**Instruction A:** Retype the stretch of the post about life in Have from "Children marching on" through "sunset at the farm.".
**Instruction B:** In the post about life in Have, what does Roselyn sell in town?
**Instruction C:** Carry on the post about life in Have from where it stops.
[Start of Text block]
This is essentially our world. From our view at the farm we can see the lights of cars passing along the main road at night, to the East and West mountains which occasionally frame a spectacular sun rise or set, and all around fields of palms and cassava.

Some more pictures of our life in Have

Having the power reconnected at the library has been a boon for my photo editing, but as I've yet to decide exactly how to post all of my photos, another small taste will have to do for now. When I get some more properly loaded (somewhere other than here), I'll look forward to directing you there. Until then...


The haircut and the beard.


Children marching on Independence Day.


A regiment of older girls.


My friend Roselyn who visits me at the library, and a box of the cakes and meat pies she sells in town.


A view from the back of a tro-tro.

Another sunset at the farm.


Sam, when he still recognized himself.


Some fetching palms.


Leafy greens at the farm.


Where road rules are few, "Jesus Saves".


A view from a restaurant in Ho.


An early breakfast of "grits", which was even more awful than it looks.


Miscellaneous flora.


Paul's bike gets a cleaning at the Washing Station.


Sam and Anne at the base of Afadjato (actually trying to instruct our taxi driver in the use of the camera, but there you have it).
[End of Text block]
[Start of Excerpted records]
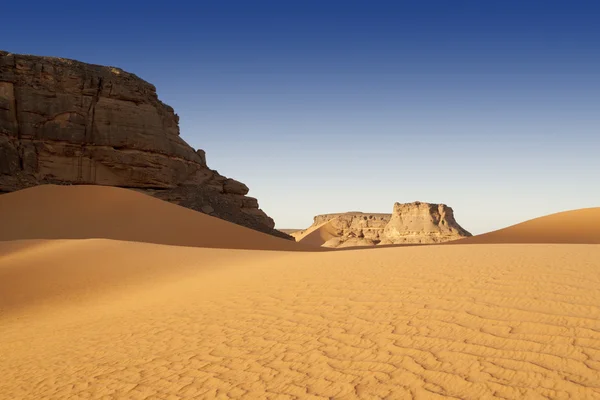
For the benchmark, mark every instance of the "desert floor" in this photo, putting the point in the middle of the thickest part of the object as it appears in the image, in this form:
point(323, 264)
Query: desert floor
point(137, 319)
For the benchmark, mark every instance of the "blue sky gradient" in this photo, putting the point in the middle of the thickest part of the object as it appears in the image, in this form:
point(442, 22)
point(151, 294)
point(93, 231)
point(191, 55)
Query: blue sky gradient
point(492, 107)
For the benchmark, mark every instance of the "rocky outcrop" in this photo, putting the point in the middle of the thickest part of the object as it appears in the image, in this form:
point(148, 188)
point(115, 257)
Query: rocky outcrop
point(422, 223)
point(409, 223)
point(68, 122)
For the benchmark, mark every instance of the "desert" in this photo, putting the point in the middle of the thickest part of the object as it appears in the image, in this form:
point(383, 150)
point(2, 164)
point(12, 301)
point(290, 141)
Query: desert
point(469, 267)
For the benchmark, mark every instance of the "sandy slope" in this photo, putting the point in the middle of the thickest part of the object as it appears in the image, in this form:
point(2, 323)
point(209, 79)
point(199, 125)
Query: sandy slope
point(138, 319)
point(576, 226)
point(79, 212)
point(316, 235)
point(109, 319)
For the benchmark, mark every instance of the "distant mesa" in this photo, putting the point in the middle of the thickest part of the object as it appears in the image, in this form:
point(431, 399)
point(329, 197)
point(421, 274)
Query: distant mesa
point(409, 223)
point(67, 122)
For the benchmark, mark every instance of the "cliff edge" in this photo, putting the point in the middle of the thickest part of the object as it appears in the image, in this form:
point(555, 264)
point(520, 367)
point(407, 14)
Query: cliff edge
point(67, 122)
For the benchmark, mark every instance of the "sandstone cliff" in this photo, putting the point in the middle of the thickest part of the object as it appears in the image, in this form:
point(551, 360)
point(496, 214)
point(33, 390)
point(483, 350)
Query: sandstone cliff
point(422, 223)
point(409, 223)
point(68, 122)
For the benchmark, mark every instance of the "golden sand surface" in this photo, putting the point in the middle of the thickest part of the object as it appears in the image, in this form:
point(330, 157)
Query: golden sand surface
point(136, 319)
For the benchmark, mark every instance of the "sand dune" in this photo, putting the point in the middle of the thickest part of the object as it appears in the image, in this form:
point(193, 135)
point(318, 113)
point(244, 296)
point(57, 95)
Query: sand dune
point(316, 235)
point(109, 319)
point(81, 212)
point(576, 226)
point(144, 317)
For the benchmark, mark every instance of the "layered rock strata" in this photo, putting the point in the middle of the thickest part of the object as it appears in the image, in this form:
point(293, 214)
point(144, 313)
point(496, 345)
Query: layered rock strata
point(68, 122)
point(409, 223)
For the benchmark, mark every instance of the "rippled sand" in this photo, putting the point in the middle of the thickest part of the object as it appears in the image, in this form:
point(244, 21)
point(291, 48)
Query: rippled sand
point(115, 319)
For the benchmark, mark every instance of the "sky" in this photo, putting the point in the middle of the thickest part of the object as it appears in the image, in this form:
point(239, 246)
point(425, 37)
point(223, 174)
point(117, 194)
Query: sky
point(491, 107)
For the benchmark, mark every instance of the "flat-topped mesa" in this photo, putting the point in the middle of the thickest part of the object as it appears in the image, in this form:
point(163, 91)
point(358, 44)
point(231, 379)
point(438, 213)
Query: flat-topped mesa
point(409, 223)
point(68, 122)
point(356, 224)
point(422, 223)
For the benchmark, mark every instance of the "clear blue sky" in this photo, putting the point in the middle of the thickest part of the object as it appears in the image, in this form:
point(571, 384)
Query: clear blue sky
point(492, 107)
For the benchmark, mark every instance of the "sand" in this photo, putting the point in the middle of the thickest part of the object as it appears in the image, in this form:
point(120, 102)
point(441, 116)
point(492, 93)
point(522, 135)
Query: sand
point(84, 212)
point(104, 318)
point(316, 235)
point(576, 226)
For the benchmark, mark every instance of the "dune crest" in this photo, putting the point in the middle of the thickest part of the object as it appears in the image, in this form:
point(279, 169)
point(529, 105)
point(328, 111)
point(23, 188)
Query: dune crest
point(100, 318)
point(575, 226)
point(91, 211)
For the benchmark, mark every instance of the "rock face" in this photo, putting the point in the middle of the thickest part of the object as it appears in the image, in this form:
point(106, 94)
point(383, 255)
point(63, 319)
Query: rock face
point(409, 223)
point(422, 223)
point(355, 225)
point(67, 122)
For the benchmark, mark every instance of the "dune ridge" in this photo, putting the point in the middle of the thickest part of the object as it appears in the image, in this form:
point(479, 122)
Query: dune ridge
point(109, 293)
point(574, 226)
point(468, 322)
point(93, 211)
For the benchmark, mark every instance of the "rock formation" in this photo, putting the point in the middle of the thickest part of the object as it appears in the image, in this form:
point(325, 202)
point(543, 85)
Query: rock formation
point(422, 223)
point(68, 122)
point(409, 223)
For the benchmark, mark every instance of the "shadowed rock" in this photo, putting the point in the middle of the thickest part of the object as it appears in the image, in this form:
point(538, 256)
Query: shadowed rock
point(67, 122)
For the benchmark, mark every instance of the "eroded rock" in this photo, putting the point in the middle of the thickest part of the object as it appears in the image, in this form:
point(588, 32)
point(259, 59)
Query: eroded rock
point(67, 122)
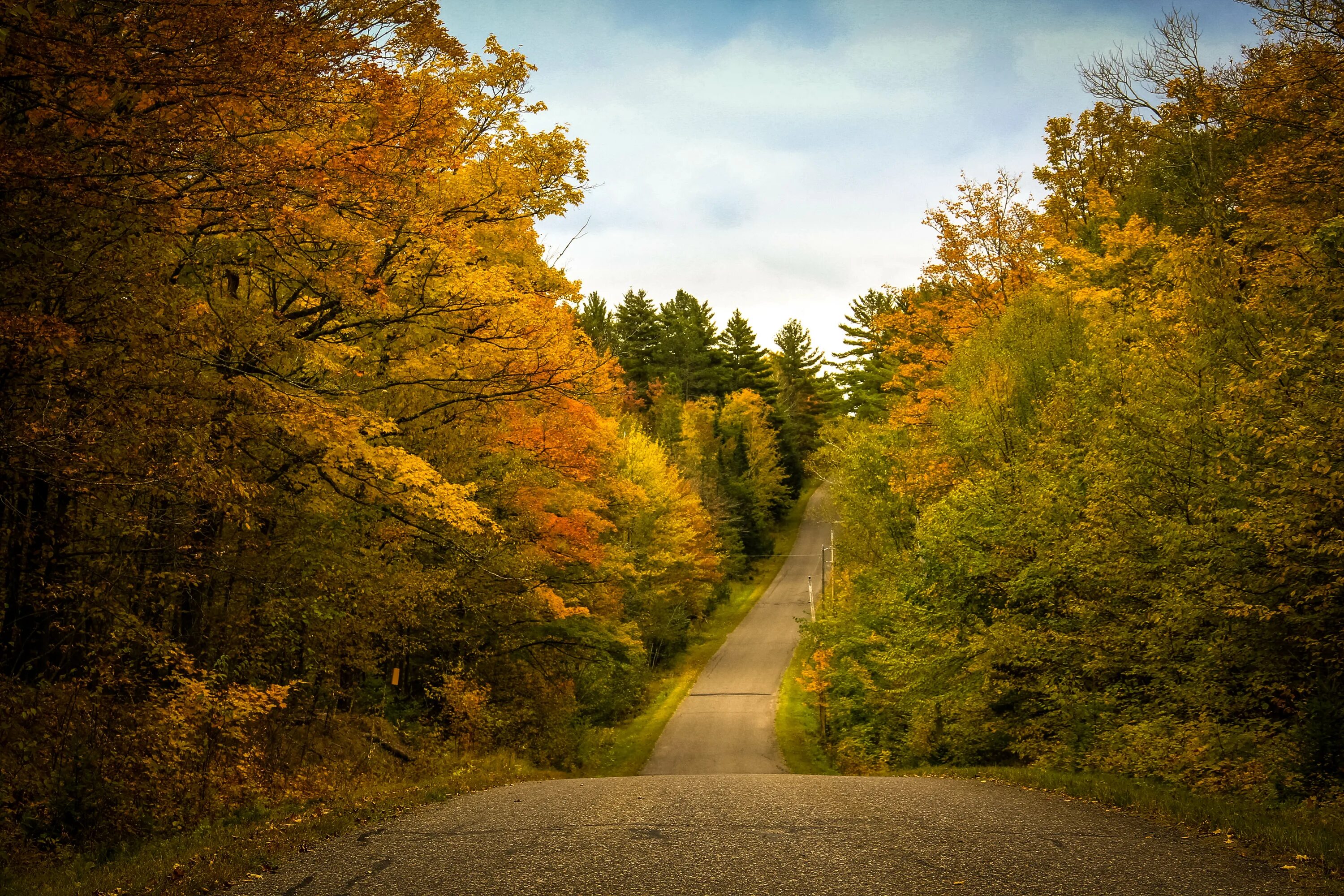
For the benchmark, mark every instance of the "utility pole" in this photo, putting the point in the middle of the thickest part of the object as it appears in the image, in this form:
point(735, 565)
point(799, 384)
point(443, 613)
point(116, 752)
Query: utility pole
point(832, 564)
point(823, 574)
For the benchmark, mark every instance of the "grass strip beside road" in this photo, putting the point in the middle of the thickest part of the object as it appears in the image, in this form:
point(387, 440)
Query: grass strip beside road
point(249, 844)
point(1304, 840)
point(624, 749)
point(797, 726)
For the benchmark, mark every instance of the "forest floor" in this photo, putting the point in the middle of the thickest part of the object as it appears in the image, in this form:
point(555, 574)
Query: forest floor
point(250, 844)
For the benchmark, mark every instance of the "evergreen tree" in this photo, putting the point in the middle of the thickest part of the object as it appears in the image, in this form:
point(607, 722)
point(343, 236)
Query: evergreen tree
point(638, 339)
point(689, 355)
point(744, 361)
point(866, 367)
point(599, 323)
point(800, 397)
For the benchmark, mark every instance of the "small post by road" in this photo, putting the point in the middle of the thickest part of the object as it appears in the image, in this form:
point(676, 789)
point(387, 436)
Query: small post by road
point(832, 566)
point(823, 575)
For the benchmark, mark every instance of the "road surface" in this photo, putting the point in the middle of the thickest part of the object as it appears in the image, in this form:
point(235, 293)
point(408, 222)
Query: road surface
point(726, 724)
point(676, 831)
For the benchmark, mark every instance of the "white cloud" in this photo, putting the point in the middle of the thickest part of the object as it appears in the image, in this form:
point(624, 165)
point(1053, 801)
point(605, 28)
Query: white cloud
point(779, 158)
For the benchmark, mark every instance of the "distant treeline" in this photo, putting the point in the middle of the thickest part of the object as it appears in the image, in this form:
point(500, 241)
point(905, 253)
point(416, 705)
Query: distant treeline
point(1093, 480)
point(303, 449)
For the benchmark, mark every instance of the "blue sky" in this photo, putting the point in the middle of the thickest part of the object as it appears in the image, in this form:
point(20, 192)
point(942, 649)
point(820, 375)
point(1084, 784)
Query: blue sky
point(779, 155)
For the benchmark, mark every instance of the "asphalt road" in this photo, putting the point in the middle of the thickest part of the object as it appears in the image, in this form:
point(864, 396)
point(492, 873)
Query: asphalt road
point(777, 835)
point(726, 724)
point(678, 831)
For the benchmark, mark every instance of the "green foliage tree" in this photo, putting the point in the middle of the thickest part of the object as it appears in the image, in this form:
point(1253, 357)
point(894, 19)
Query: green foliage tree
point(744, 361)
point(803, 397)
point(865, 367)
point(599, 323)
point(638, 340)
point(1107, 530)
point(687, 353)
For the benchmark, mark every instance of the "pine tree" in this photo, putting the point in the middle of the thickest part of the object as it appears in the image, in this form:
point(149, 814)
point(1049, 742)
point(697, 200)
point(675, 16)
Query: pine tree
point(866, 367)
point(800, 396)
point(638, 335)
point(599, 323)
point(689, 355)
point(744, 359)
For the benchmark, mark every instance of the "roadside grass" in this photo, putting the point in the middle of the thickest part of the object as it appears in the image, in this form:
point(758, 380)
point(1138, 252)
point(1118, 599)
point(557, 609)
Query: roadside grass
point(624, 749)
point(1304, 840)
point(797, 724)
point(248, 844)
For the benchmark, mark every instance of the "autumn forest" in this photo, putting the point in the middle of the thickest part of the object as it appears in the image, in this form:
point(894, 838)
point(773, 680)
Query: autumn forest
point(315, 464)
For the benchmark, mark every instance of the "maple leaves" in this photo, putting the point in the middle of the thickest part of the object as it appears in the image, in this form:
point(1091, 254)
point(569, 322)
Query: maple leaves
point(1101, 527)
point(291, 398)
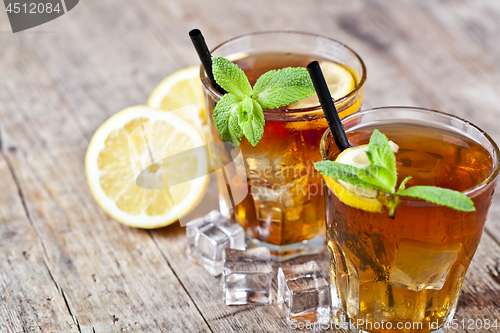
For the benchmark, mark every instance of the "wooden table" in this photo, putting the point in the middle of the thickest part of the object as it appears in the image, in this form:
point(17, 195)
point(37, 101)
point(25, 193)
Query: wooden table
point(65, 266)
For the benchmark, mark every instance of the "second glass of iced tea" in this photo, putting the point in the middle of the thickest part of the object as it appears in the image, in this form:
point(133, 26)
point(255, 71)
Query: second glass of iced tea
point(284, 208)
point(404, 273)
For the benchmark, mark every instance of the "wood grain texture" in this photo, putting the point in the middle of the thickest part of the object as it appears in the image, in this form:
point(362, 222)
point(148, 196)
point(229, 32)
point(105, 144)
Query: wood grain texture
point(67, 267)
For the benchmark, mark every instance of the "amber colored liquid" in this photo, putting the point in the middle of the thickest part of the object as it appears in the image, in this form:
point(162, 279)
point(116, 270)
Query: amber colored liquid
point(285, 203)
point(409, 269)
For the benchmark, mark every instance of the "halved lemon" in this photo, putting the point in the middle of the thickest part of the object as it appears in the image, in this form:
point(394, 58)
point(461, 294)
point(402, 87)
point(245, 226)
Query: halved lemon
point(182, 88)
point(110, 172)
point(349, 194)
point(340, 82)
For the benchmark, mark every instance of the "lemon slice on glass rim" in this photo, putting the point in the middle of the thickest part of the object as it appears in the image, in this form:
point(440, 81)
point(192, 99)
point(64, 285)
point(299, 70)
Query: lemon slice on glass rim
point(349, 194)
point(110, 175)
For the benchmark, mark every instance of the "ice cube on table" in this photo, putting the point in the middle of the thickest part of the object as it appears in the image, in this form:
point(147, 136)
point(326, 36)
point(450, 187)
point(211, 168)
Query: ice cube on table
point(247, 276)
point(209, 236)
point(303, 293)
point(420, 265)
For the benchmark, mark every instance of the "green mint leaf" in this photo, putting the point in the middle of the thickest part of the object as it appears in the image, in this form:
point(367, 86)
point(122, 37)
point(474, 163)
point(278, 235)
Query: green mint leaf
point(344, 172)
point(223, 115)
point(282, 87)
point(380, 153)
point(251, 120)
point(230, 77)
point(440, 196)
point(379, 176)
point(402, 186)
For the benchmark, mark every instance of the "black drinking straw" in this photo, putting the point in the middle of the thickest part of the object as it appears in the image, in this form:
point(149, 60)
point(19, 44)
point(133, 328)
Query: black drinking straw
point(326, 100)
point(205, 57)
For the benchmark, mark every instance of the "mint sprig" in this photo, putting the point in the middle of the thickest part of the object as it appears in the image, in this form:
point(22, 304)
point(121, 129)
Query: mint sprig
point(381, 175)
point(239, 112)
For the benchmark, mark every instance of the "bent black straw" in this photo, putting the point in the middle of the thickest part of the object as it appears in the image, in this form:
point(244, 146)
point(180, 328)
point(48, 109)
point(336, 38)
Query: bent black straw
point(205, 57)
point(332, 117)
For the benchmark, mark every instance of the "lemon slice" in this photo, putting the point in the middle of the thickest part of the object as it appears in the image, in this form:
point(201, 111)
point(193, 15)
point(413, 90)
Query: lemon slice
point(340, 82)
point(349, 194)
point(110, 172)
point(182, 88)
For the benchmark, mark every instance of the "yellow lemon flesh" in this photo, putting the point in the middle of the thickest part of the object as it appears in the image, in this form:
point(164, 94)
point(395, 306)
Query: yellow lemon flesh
point(110, 169)
point(179, 89)
point(349, 194)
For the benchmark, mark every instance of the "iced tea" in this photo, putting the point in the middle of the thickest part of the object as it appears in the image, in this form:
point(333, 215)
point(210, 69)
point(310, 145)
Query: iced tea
[End of Excerpted records]
**Task output A:**
Children marching on Independence Day.


A regiment of older girls.


My friend Roselyn who visits me at the library, and a box of the cakes and meat pies she sells in town.


A view from the back of a tro-tro.

Another sunset at the farm.

**Task output B:** Cakes and meat pies.

**Task output C:**
What weeks 5 and 6 brought

Sunday March 1st we finally met the chief and elders of Have – something that Paul would have liked us to do much earlier, I’m sure, but for whatever reason it had been delayed.   We were welcomed very warmly, in particular because we’re Canadians, and we were given a brief history of the work of other Canadians and the Canadian Government who have supported development in Have for many years.  (This included work as far back as 1983 when the Canadian Government funded a generator for the town before it was hooked up to the electrical grid.)   Otherwise, we had a not-uncommon busy day-about-town with Paul, which found us on various errands and then (after being served two generous 600 mL bottles of beer, the first with Paul’s best friend Constant, and the second with a visiting mentor of his) eventually found us – cautiously, nervously – drunk on a Sunday in this Christian town.  Before I realized I was hot, I was tired, dehydrated, and sobering up while waiting interminable minutes on the hot road for a tro-tro to take us back to the village.  One benefit of the beer, however, was that lunch of fried yam chips and tomato relish tasted amazing!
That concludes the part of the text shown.